The Microbiome is a buzz topic for a reason. The trillions of microbes that live in and on us impact our health and function on many levels.
The microbiome is usually discussed in context of the GUT (as that’s where the greatest concentration of microbes live), but MOST body sites have their own microbiome – including breast tissue & breast MILK – and it’s super important for breastfeeding outcomes!
Let me explain; Third Trimester Microbiomes
In third trimester the microbiome across the different body sites change in preparation for birth and breastfeeding;
• The vagina microbiome increases its levels of lactobacilli (the good bugs) for the ‘exposure’ during a vaginal birth
• The gut microbiome changes to increase fat and sugar uptake and storage (to increase energy stores for birth and breastfeeding)
• Even the oral microbiome changes
• And breast tissue begins to build up microbes in preparation for breastfeeding
The body uses the lymphatic system to ‘transport’ microbes (from the other major reservoirs around the body) into breast tissue. This not only looks after the health and function of the breast tissue and breastmilk, but it is also one of the main ‘colonisation’ pathways of microbes from mum to baby.
Breastmilk is one of the major contributors to baby’s microbiome.
Breast milk not only contains the ‘live bacteria PRObiotics’ that help to support & develop the babies immature digestive & immune system but also ‘PREbiotics – Human Milk Oligosaccharides (HMOs)’ that feed a specific type of microbiome in a developing infant’s gut.
HMOs are pretty amazing, they’re probably my FAVORITE part of human physiology!
Not only do they govern the ‘type’ of bacteria that grows in bubs gut, they’re incredibly individual (to the needs of each baby), anti-inflammatory AND they can act as ‘decoys’ to pathogens (bad bugs) so they can protect a bubs little delicate tummy while it’s getting used to the world outside mum…
How amazing is that!
Formula companies have tried to ‘mimic’ the functions of the HMOs, but they can’t make them do what human milk does – especially the way breastmilk changes in response to the baby’s needs via the ‘backwash reflex’. It’s not just the HMO profile that changes either, it’s also the other components of breastmilk that are crucial to optimal growth & development – immune cells, antibodies, growth factors, stem cells and hormones etc. Again – how amazing is that!!
The Microbiome & Breastfeeding Outcomes;
Dysbiosis is the term that describes the ‘imbalance’ in our microbiome, this can happen in any body site and commonly occurs in breastmilk. Typically, it looks like a loss of ‘good bugs’ and/or overgrowth of the ‘bad bugs’.
Unfortunately, it’s very common to have dysbiosis as many of our daily activities & components of our ‘modern lives’ impact our microbes;
• Diet – high sugar & processed foods, low nutrients & fibre content
• Environmental toxins, Herbicides, Pesticides, Chlorine etc
• Common Medications – acid reflux meds, steroids, anti-inflammatories, antidepressants, – even paracetamol!

Dataset:
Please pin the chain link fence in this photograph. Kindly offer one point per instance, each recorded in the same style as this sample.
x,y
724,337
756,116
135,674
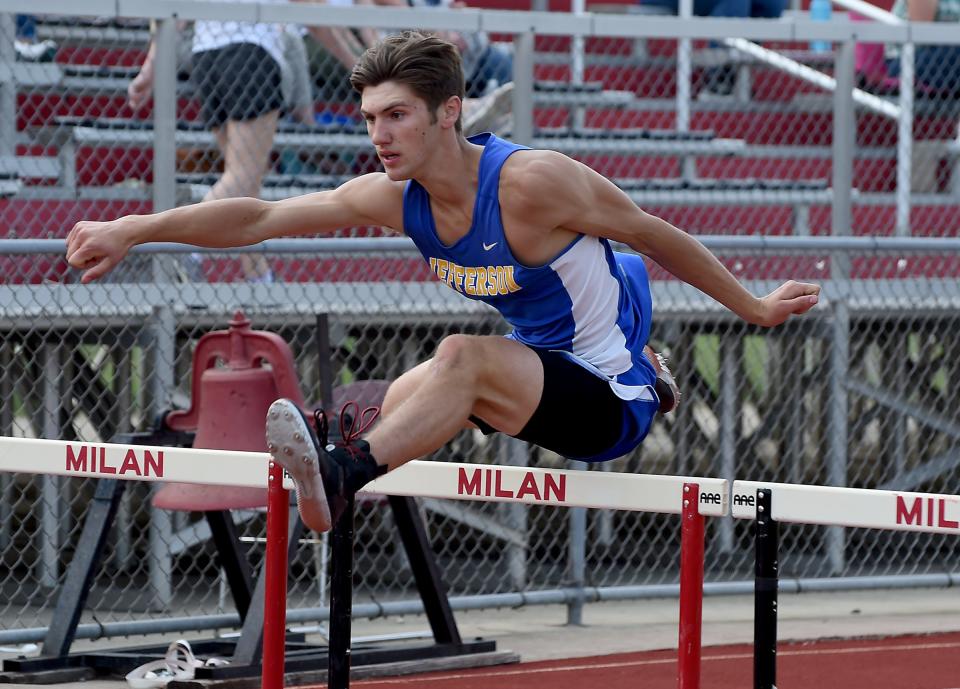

Brief 1:
Rewrite the paragraph beginning "Formula companies have tried" from the breastfeeding microbiome text as a short bulleted list that keeps its main facts.
Brief 2:
From the breastfeeding microbiome text, return the part that opens with the words containing "Let me explain;" and closes with "to baby’s microbiome.", copied word for word.

Response 1:
- Formula companies have tried to mimic the functions of HMOs but can't make them do what human milk does.
- Breastmilk changes in response to the baby's needs through the "backwash reflex."
- The HMO profile isn't the only thing that changes. Other components crucial to optimal growth and development change too: immune cells, antibodies, growth factors, stem cells, and hormones.

Response 2:
Let me explain; Third Trimester Microbiomes
In third trimester the microbiome across the different body sites change in preparation for birth and breastfeeding;
• The vagina microbiome increases its levels of lactobacilli (the good bugs) for the ‘exposure’ during a vaginal birth
• The gut microbiome changes to increase fat and sugar uptake and storage (to increase energy stores for birth and breastfeeding)
• Even the oral microbiome changes
• And breast tissue begins to build up microbes in preparation for breastfeeding
The body uses the lymphatic system to ‘transport’ microbes (from the other major reservoirs around the body) into breast tissue. This not only looks after the health and function of the breast tissue and breastmilk, but it is also one of the main ‘colonisation’ pathways of microbes from mum to baby.
Breastmilk is one of the major contributors to baby’s microbiome.